# Freyja & Wotan – Review, User Tips & Lord of the Rings & Hobbit mock-ups



## Snarf (Aug 2, 2020)

Hello everyone! I recently picked up Strezov Sampling’s Freyja and Wotan. So far, I think they’re great (spoilers) and wanted to leave a review to ‘return the favour’ to the people on VI-Control, as they’ve been a very good resource for me in the past. So without further ado, here goes!

*Some preliminary points:*


I created this review (and the mock-ups) in a hurry because the 40% off sale for Freyja is nearly over. Please excuse the rough edges (both in my writings and in the music)!


While this review is for both Wotan and Freyja (given that they are complimentary libraries), the features are not completely consistent across both libraries. I’ll mark these differences with [Wotan] & [Freyja] when talking about library specific features.


I’m not going to go over every detail from the manual or walkthrough videos, I will focus on the stronger points, some user tips and weaker points with some suggestions for Strezov Sampling to improve the library.
* 

The strong points:*


First of all, the tone and timbre of these libraries is absolutely gorgeous! I am in love with the sound of it, especially the lower dynamics sound. The mic selection (close, decca, hall) is well balanced and simple. The result is that both libraries are about 10 gb in size. The main syllabuilder patches require around 1,5-1,75 gb of RAM (all mics). The legato patches use only about 300 mb.


Although there is no video about it, there are new performance patches and they are pretty good for getting instant results. The ability to split/layer/overlay the different choirs is well thought out too. It works exactly like the one for Storm Choir Ultimate:




The dynamic range (from piano to forte) is feels very wide and the crossfading is very smooth. Like I said, the lower dynamics are beautiful! The higher end of the dynamics, while not particularly suited to ‘epic’ molto vibrato FFF styles of music (since that is not its intended purpose - Strezov has Stormchoir Ultimate for that) can definitely work in an epic context. Especially Freyja. Here’s an example from _the_ Thomas Bergersen which heavily features Freyja. Except for the staccato choir near the end, all the legato passages (Mm, Ah) and syllable ‘lyrics’ near the middle are from Freyja:



And here’s my (attempted) playing of the same line:



[Wotan] The inclusion of shouts and whispers in the main syllabuilder patches at the extreme ends of the velocity spectrum (adjustable) is pretty clever. Cuts down track count 


The polyphonic legato patches are awesome. They just work! I couldn’t stop playing around with them after opening them up.


*User tips*:


Take the time to learn how the syllabuilder patches work. There are some shortcuts for group editing/removing syllables etc. in the manual (read it - it’s pretty short!).
Shift + left mouse click allows you to edit multiple syllables at the same time.


I think the best workflow (in my limited experience) is sketching things out with the performance patch for getting ideas out quickly, and then moving the midi to the syllabuilder patches for more control. The performance patch works pretty well so you might be able to leave it in from time to time. You can also make your own performance patches by layering staccato’s and sustains, either in Kontakt or in your DAW on separate tracks. I tested this out in the Moria/Journey In the Dark mock-up.


[Syllabuilder patches] Play around with the midi end times to get smoother phrasing; midi-off triggers the release samples which sometimes contain a relatively lengthy consonant, like the -k in ‘Chak’.

Tasks to perform:
(1) Condense the paragraph of the Freyja and Wotan review that begins "First of all, the tone and timbre" into a short bulleted list that keeps its main facts.
(2) Pick up the Freyja and Wotan review after its last sentence and write the next few lines.
The records have no connection to the Freyja and Wotan review.

Extracted material:
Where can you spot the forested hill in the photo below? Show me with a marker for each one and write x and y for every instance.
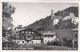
(46, 22)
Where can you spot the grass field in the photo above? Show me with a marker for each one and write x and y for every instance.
(39, 47)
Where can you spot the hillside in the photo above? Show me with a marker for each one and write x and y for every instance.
(44, 24)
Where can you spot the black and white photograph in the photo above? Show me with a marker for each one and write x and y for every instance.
(40, 25)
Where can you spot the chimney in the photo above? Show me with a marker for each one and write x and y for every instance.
(72, 15)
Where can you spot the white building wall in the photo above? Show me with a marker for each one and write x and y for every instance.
(49, 39)
(55, 21)
(36, 41)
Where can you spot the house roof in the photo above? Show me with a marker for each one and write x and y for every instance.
(49, 33)
(58, 17)
(67, 18)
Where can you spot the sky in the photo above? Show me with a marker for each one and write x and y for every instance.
(27, 13)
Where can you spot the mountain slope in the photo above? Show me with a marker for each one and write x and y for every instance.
(44, 24)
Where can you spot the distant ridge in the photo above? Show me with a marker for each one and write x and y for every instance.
(44, 24)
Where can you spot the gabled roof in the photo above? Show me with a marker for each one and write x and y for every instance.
(49, 33)
(58, 17)
(67, 18)
(30, 30)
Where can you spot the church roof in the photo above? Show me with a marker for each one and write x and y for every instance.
(58, 17)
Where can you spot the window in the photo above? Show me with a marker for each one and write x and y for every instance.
(76, 35)
(29, 32)
(22, 41)
(32, 32)
(26, 32)
(36, 37)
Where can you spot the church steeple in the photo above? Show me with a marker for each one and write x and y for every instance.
(52, 19)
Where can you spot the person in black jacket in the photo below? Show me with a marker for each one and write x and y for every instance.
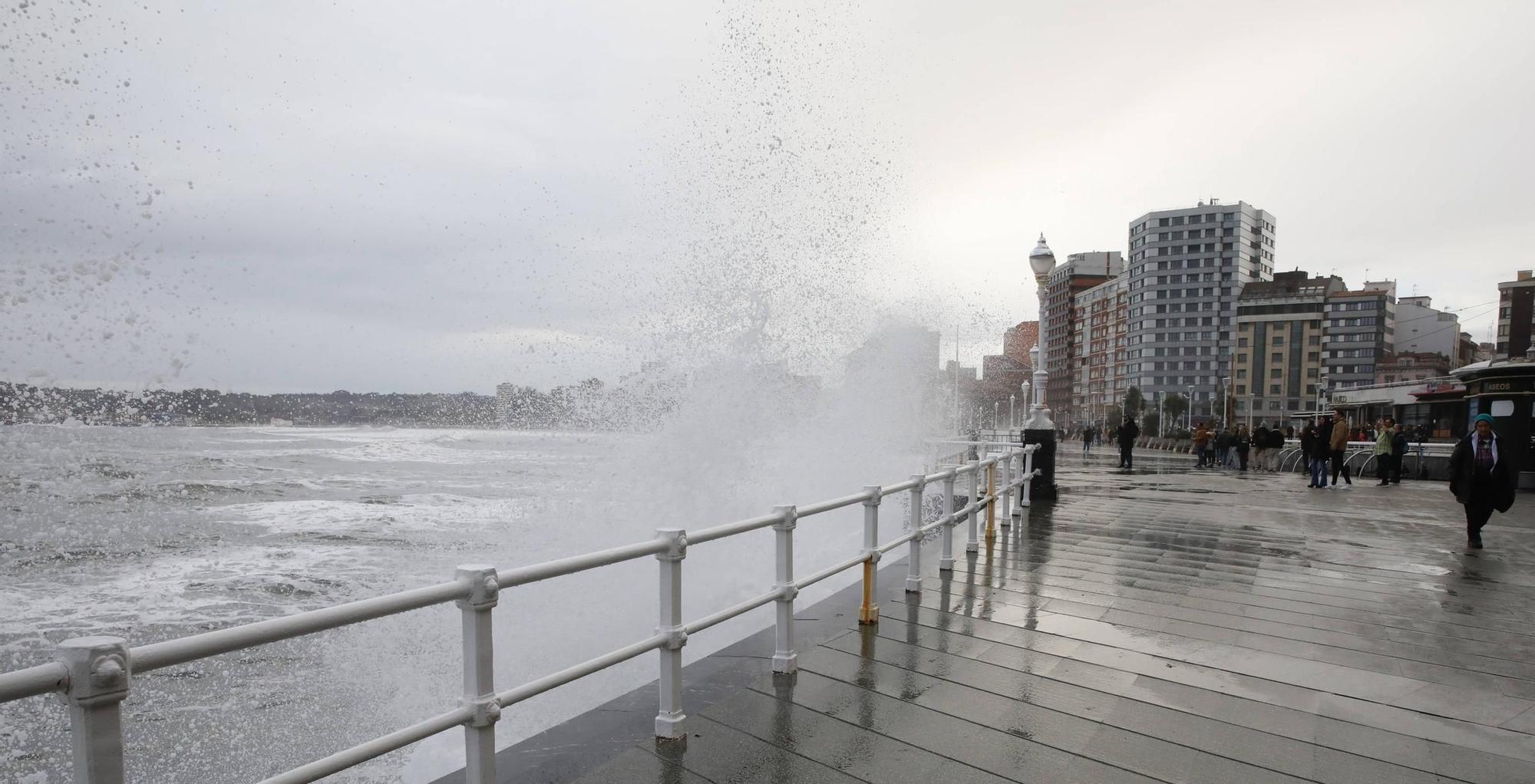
(1399, 453)
(1484, 475)
(1309, 444)
(1322, 450)
(1127, 436)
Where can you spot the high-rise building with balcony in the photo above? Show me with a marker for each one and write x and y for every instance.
(1359, 332)
(1516, 315)
(1100, 372)
(1278, 360)
(1080, 274)
(1187, 269)
(1424, 329)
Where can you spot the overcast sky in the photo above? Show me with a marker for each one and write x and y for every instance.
(443, 197)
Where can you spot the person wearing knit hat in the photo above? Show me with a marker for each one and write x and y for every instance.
(1484, 476)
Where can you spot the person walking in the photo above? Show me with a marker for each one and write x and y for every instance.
(1382, 453)
(1339, 453)
(1127, 436)
(1484, 476)
(1309, 447)
(1276, 446)
(1399, 452)
(1259, 447)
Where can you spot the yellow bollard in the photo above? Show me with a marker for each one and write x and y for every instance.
(991, 509)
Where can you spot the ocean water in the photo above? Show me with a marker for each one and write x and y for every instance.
(159, 533)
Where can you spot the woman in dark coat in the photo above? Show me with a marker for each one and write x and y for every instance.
(1484, 473)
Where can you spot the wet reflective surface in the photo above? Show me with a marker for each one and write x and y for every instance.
(1167, 625)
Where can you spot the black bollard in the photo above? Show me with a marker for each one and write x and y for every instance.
(1043, 487)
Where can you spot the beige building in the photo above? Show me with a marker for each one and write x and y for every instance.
(1278, 357)
(1100, 371)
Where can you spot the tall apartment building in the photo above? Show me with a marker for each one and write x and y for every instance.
(1425, 331)
(1080, 274)
(1516, 315)
(1187, 269)
(1359, 332)
(1278, 361)
(1100, 371)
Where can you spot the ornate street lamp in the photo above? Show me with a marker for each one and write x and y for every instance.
(1041, 260)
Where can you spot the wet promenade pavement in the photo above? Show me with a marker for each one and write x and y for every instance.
(1169, 625)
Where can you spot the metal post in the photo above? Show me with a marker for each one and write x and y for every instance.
(870, 613)
(946, 558)
(1029, 476)
(991, 502)
(99, 677)
(784, 656)
(972, 545)
(480, 673)
(1008, 489)
(670, 719)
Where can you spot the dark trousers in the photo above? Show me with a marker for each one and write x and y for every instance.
(1477, 515)
(1339, 467)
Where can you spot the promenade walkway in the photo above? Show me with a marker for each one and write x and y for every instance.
(1169, 625)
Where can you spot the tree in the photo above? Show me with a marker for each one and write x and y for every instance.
(1134, 401)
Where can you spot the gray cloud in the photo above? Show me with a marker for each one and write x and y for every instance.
(394, 196)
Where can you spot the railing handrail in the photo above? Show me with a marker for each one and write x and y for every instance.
(94, 673)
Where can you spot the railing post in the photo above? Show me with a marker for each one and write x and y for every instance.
(946, 558)
(971, 544)
(1029, 476)
(914, 559)
(99, 677)
(991, 502)
(1008, 489)
(870, 613)
(480, 673)
(670, 719)
(784, 656)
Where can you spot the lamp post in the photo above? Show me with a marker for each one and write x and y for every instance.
(1041, 429)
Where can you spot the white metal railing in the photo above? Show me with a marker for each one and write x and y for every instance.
(94, 674)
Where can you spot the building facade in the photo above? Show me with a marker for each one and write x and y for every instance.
(1100, 372)
(1187, 269)
(1422, 329)
(1411, 366)
(1278, 361)
(1020, 338)
(1516, 315)
(1358, 335)
(1080, 274)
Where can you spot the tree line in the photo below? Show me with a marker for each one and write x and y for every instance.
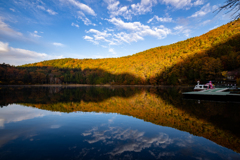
(201, 58)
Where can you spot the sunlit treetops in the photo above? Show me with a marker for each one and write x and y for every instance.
(199, 58)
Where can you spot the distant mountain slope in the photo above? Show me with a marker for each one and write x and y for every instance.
(199, 58)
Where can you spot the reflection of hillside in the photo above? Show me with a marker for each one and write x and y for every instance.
(214, 121)
(50, 95)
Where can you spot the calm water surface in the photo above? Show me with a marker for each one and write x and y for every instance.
(115, 123)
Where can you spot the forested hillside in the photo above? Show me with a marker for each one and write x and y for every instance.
(199, 58)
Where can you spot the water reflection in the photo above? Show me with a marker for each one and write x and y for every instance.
(91, 135)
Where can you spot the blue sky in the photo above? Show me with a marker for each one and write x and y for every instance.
(37, 30)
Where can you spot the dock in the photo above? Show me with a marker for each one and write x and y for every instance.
(217, 94)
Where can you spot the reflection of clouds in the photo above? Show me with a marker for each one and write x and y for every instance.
(136, 141)
(163, 154)
(16, 113)
(1, 122)
(55, 126)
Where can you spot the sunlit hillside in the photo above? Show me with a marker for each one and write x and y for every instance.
(199, 58)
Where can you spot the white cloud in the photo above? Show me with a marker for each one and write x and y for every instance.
(90, 39)
(182, 29)
(18, 56)
(202, 12)
(6, 30)
(135, 31)
(205, 22)
(47, 10)
(75, 25)
(111, 50)
(140, 29)
(58, 44)
(198, 2)
(143, 7)
(51, 12)
(116, 9)
(12, 9)
(178, 3)
(83, 7)
(159, 19)
(214, 27)
(34, 34)
(85, 20)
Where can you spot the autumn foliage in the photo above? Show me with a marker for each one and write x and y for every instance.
(200, 58)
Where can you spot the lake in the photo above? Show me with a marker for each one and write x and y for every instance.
(115, 123)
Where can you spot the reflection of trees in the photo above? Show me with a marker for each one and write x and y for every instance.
(162, 106)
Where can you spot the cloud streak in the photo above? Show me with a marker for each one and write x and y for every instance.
(18, 56)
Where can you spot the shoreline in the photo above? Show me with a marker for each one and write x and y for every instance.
(90, 85)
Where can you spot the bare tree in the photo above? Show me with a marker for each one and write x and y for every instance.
(231, 6)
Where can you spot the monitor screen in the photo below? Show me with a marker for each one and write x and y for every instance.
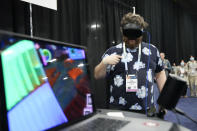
(45, 82)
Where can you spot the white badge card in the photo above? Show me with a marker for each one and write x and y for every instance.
(131, 83)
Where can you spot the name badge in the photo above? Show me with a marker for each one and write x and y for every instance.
(131, 83)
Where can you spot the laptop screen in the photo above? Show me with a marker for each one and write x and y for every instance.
(45, 82)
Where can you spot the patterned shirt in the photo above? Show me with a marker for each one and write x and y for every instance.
(116, 76)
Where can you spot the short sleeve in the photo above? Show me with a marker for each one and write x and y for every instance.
(159, 63)
(108, 53)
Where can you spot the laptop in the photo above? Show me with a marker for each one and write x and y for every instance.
(45, 85)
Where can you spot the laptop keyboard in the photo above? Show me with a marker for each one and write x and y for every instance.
(101, 124)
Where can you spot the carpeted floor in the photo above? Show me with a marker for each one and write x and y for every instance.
(188, 106)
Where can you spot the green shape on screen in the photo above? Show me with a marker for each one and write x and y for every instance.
(22, 71)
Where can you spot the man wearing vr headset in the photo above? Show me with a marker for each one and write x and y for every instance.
(131, 67)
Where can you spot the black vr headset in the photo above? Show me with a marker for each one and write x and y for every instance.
(132, 31)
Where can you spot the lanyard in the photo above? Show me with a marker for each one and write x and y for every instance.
(125, 55)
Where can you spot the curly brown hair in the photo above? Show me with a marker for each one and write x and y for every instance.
(134, 18)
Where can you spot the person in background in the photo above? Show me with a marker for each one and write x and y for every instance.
(174, 69)
(167, 65)
(192, 76)
(182, 72)
(126, 69)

Responses for each task:
(1)
- Both libraries have a gorgeous tone and timbre, especially at the lower dynamics.
- The mic selection (close, decca, hall) is well balanced and simple.
- Each library is about 10 GB in size.
- The main syllabuilder patches need around 1.5–1.75 GB of RAM with all mics loaded.
- The legato patches use only about 300 MB.

(2)
[SB patches] While the amount of syllables (8) might seem a little low, I haven’t found this to be a problem. I think it’s less noticeable if you leave out/lower the amount of the ‘chak’ syllables, since the ‘ch’ and ‘k’ consonants are very distinct. You can also create ‘new’ syllables by combining two (or more) into a morphing sound.


[SB patches] It is absolutely worth tinkering a little bit with the attack, release, volume and offset values to turn up/down a loud vowel sound or to create smoother crossfades when morphing syllables etc.


Make a little folder somewhere to save all your lyrics for the syllabuilder patches, so you don’t have to type them again in the other sections of the choir.


At the lower dynamics, you can pretty much just leave the modwheel/cc1 at zero and use cc11 for creating realism. You shouldn’t overdo the automation because the library is quite musical in and of itself. In fact, some of the little mock-ups below are done with very minimal modwheel and expression data.


When doing monophonic lines with the legato patches, keep in mind that they are polyphonic! This means that you’ll have to be quick in releasing the keys after playing a new note, otherwise the last note will continue to sound. Depending on your playing skills, it might be worth getting into the midi editor and trimming the note-ends so that they overlap only slightly.


Keep in mind the internal reverb is turned on by default on all patches. Sometimes this is not immediately obvious as it’s not on the main page for the syllabuilder patches. I would recommend saving some new patches or snapshots.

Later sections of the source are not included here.